Passage shown:

──────────────────────────────

Iowa men’s basketball coach Ben McCollum and the beauty of the journey

Ben McCollum: ‘I’ve always worked better with a chip on my shoulder’
Head coach Ben McCollum speaks at Iowa men’s basketball media day on Oct. 15, 2025.
IOWA CITY — At age 41, Ben McCollum ran his first marathon.
McCollum, the head basketball coach at Northwest Missouri State at the time, accidentally ran the first half of the race faster than he wanted. His average minute-per-mile pace at the half-marathon mark was 8:32. McCollum tried to do the math and realized what was going to happen.
“I knew,” McCollum says, “I was going to hit the wall.”
In some ways, long-distance running is the ultimate mental battle. There was no one else stopping him from finishing the race — no one trying to defend him, like during his playing days, nor an opposing coach trying to disrupt his game plan.
When that wall came, it was quite literally a battle with himself.
“I never walked,” McCollum told the Register. “Not one time did I walk. But when you hit that wall, it’s different. Your body just seizes up, and it is a fight. It was an eight-mile all-out war. It was brutal.”
Given where he is professionally, McCollum’s motor shouldn’t be much of a surprise.
One does not have the success he’s had by coincidence. Now at 44 years old, McCollum is viewed as one of the brightest up-and-coming coaches in college basketball. Thanks to an incredible season at Drake, his name was a commodity on the coaching carousel. Ultimately, wins will be the final judge, but the initial response to Iowa’s hiring of McCollum as its new men’s basketball coach was overwhelmingly positive.
Take it from Chad Buchanan, who is knowledgeable on the topic of evaluating people in the basketball world.
The Indiana Pacers general manager is one of the masterminds of a team that was one win short of winning the 2025 NBA title. More than two decades ago, Buchanan was an assistant at Simpson College, where he recruited McCollum as a high schooler.
“I remember watching him practice and I swear he went harder in practice than he did in the games I’d seen him,” Buchanan said of McCollum. “And I’m like, there’s something about this kid.”
The start line
Legendary Duke coach Mike Krzyzewski takes a seat to speak with media after a narrow six-point victory in 2019. It was just a preseason exhibition, but McCollum nearly pulled off the improbable.
Northwest Missouri State went into the iconic Cameron Indoor Stadium and gave a blue-blood program quite the test. The Bearcats, who trailed by six at halftime, used a frenetic late run to play the Blue Devils even in the second half.
“I know how good of a coach he is,” Krzyzewski said after the exhibition, referring to McCollum.
Receiving praise from Krzyzewski is pretty good for someone who hadn’t even planned to be a coach.

──────────────────────────────

Extracted material:
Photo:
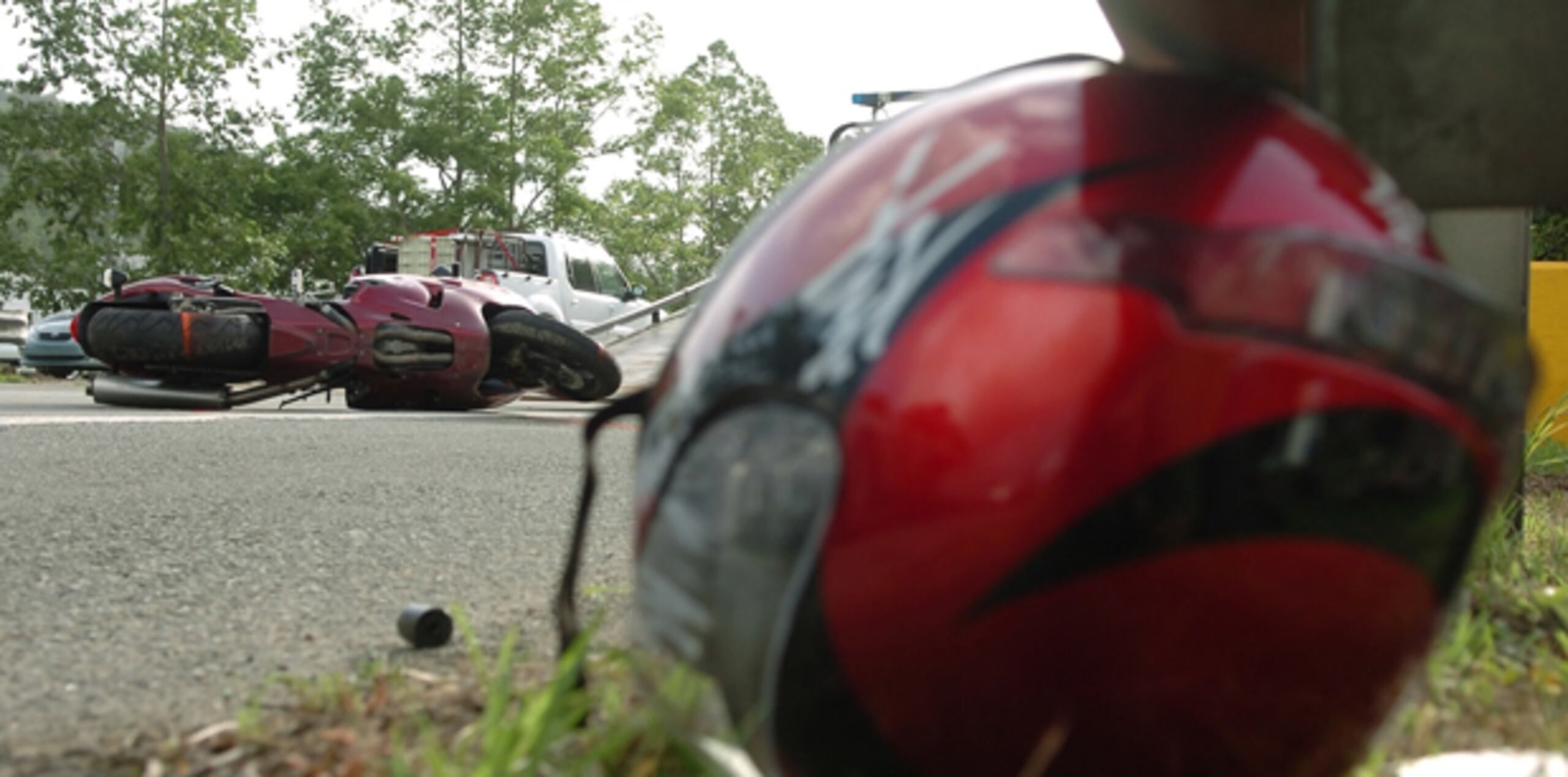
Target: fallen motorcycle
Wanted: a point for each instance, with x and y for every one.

──────────────────────────────

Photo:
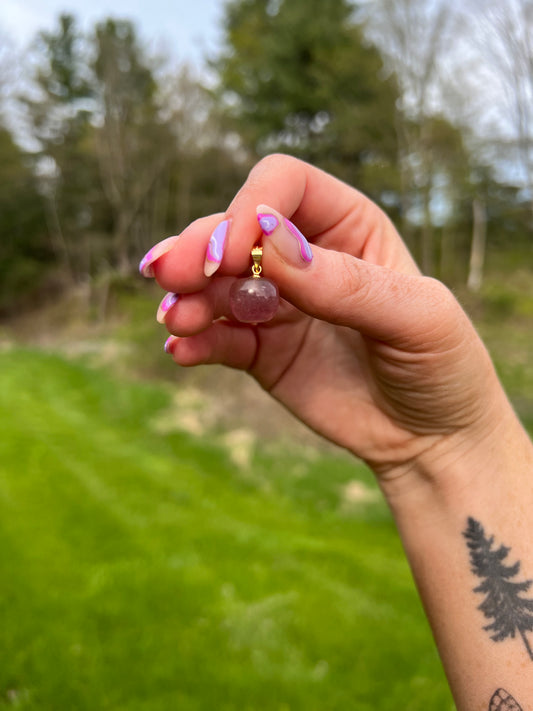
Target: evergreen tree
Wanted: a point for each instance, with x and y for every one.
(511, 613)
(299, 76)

──────────────────────────────

To-do list:
#1 Copy everything in the Ben McCollum article from "Ben McCollum: ‘I’ve" down to "battle with himself.".
#2 In the Ben McCollum article, what was his average minute-per-mile pace at the half-marathon mark of his first marathon?
#3 Translate this sentence from the Ben McCollum article into Spanish: "When that wall came, it was quite literally a battle with himself."
Rely only on the article about Ben McCollum; the listing plays no part.

Answer set:
#1
Ben McCollum: ‘I’ve always worked better with a chip on my shoulder’
Head coach Ben McCollum speaks at Iowa men’s basketball media day on Oct. 15, 2025.
IOWA CITY — At age 41, Ben McCollum ran his first marathon.
McCollum, the head basketball coach at Northwest Missouri State at the time, accidentally ran the first half of the race faster than he wanted. His average minute-per-mile pace at the half-marathon mark was 8:32. McCollum tried to do the math and realized what was going to happen.
“I knew,” McCollum says, “I was going to hit the wall.”
In some ways, long-distance running is the ultimate mental battle. There was no one else stopping him from finishing the race — no one trying to defend him, like during his playing days, nor an opposing coach trying to disrupt his game plan.
When that wall came, it was quite literally a battle with himself.

#2 8:32

#3 Cuando llegó ese muro, fue literalmente una batalla consigo mismo.